* **What you should do**
Write out the entries below exactly, starting at the first line and stopping after the line that contains "Target: sidewalk curb"; skip all pictures.

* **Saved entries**
--
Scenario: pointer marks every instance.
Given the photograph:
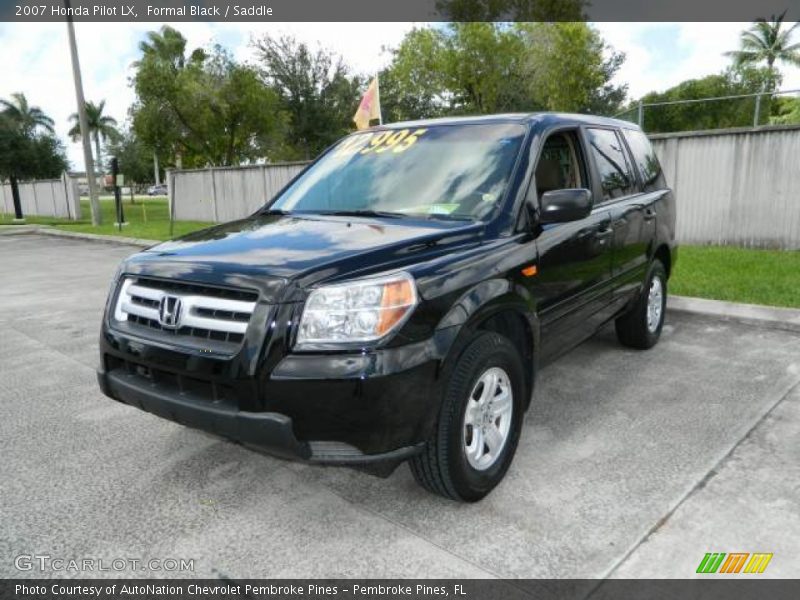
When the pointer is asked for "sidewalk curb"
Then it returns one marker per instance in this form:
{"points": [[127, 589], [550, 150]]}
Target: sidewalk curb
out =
{"points": [[785, 319], [771, 317], [94, 237]]}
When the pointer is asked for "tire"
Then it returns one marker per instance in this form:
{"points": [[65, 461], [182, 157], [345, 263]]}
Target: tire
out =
{"points": [[446, 466], [640, 327]]}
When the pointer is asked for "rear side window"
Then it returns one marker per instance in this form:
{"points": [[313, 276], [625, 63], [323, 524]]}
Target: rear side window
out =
{"points": [[615, 172], [644, 156]]}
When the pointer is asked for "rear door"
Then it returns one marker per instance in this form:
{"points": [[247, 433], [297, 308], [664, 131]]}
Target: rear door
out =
{"points": [[631, 211]]}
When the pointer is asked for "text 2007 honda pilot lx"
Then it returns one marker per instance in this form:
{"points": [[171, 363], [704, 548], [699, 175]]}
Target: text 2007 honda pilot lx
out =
{"points": [[396, 300]]}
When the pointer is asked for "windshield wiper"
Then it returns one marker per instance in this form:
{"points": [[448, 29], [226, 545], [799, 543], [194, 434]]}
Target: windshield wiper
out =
{"points": [[362, 213]]}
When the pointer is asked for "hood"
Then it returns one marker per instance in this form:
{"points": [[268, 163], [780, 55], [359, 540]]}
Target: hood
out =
{"points": [[267, 251]]}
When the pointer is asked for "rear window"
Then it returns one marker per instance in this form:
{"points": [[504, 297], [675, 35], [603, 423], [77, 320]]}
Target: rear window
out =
{"points": [[612, 164], [644, 156]]}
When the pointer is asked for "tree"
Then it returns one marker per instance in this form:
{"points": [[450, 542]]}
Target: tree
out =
{"points": [[134, 158], [786, 111], [415, 85], [768, 42], [101, 127], [29, 118], [168, 46], [498, 67], [569, 67], [711, 114], [205, 109], [27, 154], [315, 89]]}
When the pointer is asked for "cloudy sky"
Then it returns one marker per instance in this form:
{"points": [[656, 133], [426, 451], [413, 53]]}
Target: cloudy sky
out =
{"points": [[36, 55]]}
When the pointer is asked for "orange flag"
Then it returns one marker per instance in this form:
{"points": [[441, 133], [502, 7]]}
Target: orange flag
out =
{"points": [[370, 107]]}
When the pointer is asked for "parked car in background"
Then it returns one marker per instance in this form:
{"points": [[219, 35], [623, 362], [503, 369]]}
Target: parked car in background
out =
{"points": [[157, 190], [397, 300]]}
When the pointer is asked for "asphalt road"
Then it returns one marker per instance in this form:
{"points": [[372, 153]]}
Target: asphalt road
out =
{"points": [[631, 464]]}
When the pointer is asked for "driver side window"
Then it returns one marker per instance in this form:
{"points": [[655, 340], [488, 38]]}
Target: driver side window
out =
{"points": [[560, 164]]}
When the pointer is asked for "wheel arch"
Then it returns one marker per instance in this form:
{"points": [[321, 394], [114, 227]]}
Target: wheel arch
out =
{"points": [[503, 308]]}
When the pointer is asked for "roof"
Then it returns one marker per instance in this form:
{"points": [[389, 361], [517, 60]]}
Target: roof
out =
{"points": [[544, 118]]}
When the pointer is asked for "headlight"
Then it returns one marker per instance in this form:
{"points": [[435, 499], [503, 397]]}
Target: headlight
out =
{"points": [[358, 311]]}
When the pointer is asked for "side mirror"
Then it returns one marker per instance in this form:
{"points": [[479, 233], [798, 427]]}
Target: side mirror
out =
{"points": [[561, 206]]}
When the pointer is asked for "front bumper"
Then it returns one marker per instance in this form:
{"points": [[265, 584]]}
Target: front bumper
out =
{"points": [[368, 409]]}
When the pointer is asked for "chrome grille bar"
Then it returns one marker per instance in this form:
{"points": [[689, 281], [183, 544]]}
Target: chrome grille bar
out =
{"points": [[199, 315]]}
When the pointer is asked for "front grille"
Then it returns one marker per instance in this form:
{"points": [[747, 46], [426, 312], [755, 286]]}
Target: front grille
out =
{"points": [[187, 312]]}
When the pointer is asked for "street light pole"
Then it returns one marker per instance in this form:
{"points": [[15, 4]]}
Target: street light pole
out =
{"points": [[97, 218]]}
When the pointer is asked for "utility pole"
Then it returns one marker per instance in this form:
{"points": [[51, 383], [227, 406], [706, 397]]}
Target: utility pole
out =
{"points": [[97, 218], [156, 174]]}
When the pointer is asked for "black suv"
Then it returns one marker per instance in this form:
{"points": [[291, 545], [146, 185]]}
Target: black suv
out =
{"points": [[396, 300]]}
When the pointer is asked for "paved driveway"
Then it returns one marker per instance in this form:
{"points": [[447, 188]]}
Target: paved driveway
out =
{"points": [[631, 463]]}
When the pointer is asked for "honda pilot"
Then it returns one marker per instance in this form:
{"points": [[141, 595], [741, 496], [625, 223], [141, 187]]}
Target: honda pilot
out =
{"points": [[397, 300]]}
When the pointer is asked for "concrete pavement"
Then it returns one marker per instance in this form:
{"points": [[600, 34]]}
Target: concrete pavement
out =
{"points": [[631, 463]]}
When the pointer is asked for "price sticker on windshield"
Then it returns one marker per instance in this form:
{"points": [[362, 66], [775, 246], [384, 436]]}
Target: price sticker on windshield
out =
{"points": [[391, 142]]}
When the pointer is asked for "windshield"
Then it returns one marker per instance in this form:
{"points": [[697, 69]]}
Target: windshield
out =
{"points": [[443, 171]]}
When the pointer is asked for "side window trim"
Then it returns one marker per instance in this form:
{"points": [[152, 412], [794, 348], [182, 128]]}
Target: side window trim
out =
{"points": [[599, 192], [641, 176]]}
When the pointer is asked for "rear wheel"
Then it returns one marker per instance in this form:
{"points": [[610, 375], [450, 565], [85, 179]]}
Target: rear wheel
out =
{"points": [[641, 326], [479, 423]]}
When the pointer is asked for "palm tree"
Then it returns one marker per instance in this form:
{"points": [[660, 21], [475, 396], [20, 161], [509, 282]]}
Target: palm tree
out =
{"points": [[168, 46], [101, 127], [770, 42], [27, 117]]}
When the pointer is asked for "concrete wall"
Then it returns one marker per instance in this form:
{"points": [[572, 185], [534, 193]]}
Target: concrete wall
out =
{"points": [[224, 194], [735, 187], [44, 198]]}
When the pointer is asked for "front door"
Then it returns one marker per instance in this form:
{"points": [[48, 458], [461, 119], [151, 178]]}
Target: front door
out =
{"points": [[574, 268]]}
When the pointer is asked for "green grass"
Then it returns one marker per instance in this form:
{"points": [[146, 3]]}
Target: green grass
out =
{"points": [[770, 277], [147, 219]]}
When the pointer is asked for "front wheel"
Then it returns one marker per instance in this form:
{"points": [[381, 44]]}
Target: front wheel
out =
{"points": [[641, 326], [479, 423]]}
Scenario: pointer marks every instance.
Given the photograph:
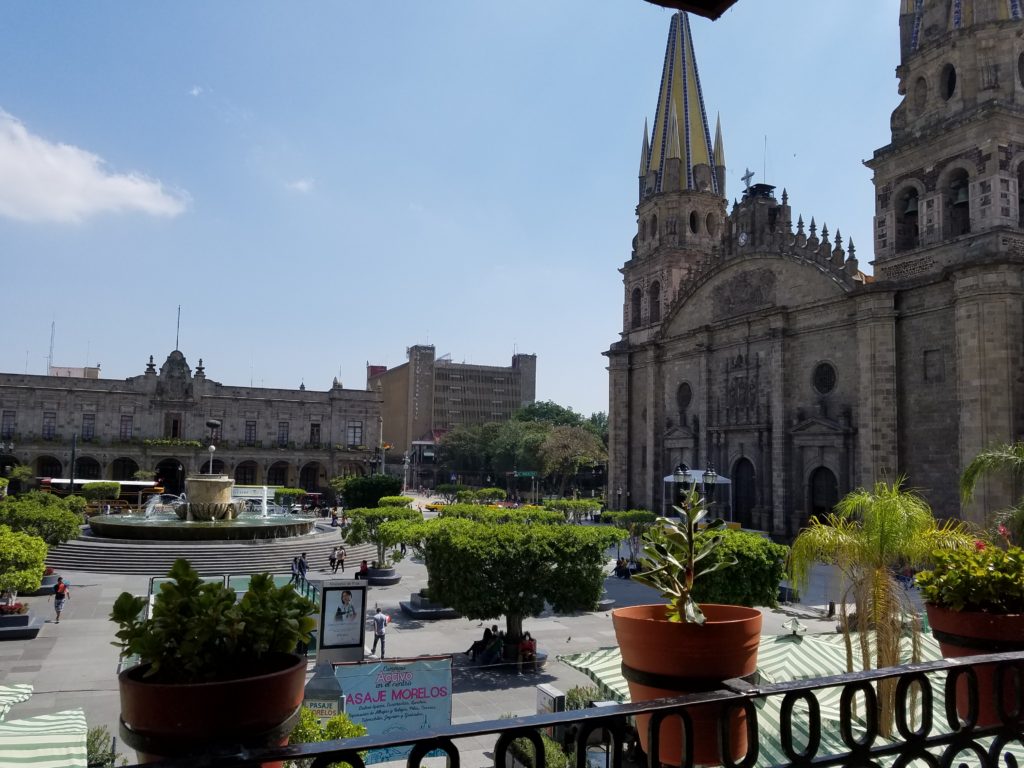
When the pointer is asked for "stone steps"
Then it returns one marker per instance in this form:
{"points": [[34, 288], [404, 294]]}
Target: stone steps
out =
{"points": [[92, 554]]}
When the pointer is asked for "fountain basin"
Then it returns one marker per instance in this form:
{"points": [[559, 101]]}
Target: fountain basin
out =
{"points": [[241, 528]]}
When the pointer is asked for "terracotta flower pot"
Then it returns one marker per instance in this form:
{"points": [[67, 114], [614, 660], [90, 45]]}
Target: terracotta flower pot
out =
{"points": [[967, 633], [702, 655], [163, 720]]}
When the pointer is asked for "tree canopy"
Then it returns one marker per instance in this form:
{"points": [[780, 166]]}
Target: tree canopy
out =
{"points": [[22, 561], [486, 570], [40, 514], [366, 491]]}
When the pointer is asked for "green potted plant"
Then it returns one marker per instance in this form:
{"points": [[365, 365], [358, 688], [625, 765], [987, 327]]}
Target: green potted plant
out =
{"points": [[680, 646], [975, 603], [211, 669]]}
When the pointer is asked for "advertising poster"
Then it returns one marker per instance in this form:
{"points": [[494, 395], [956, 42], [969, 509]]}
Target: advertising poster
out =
{"points": [[341, 616], [397, 696]]}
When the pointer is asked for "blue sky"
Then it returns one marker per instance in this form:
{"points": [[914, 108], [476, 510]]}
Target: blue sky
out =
{"points": [[322, 184]]}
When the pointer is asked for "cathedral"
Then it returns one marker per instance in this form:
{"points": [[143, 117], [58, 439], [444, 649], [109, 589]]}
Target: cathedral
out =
{"points": [[756, 345]]}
--
* **Response**
Scenario: pointer marks every instance.
Given the photograph:
When the pointer is asked for "sidewalk curb"
Then it returns one marker per instance in this form:
{"points": [[127, 589], [550, 150]]}
Target: sidewalk curb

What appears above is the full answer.